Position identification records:
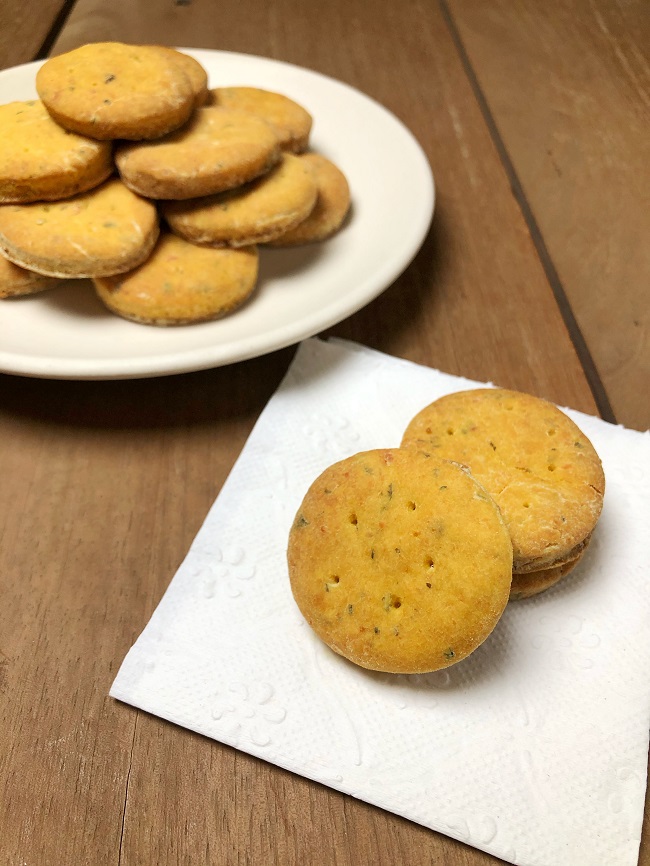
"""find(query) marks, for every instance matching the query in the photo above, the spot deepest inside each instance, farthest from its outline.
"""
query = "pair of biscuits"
(539, 467)
(403, 560)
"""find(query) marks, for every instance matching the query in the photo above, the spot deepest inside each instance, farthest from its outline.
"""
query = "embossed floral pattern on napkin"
(533, 749)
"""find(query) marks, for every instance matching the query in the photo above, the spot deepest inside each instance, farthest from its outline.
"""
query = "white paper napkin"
(534, 748)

Instructions for the task: Reproduce all of the lines above, requests included, multiplying each coordinate in the answers by 1.15 and rounding to whole numbers with halves rounded up. Omit the pictures.

Final answer:
"""find(query) marks, for every instance matching the query in the photo above, the spot deepest inside each instance, farthest from its outline.
"""
query = "pair of biscuits"
(620, 537)
(463, 644)
"""find(query) marks, for every instance matching the query in the photo above, the spot deepest inside each instance, farthest from its outline.
"""
query = "embossed floral pattern on napkin"
(613, 861)
"""find(query) marks, for every instance matching the query in the photo above, the spot deepest inside each instance, farthest from its outline.
"""
query = "white paper napkin"
(614, 860)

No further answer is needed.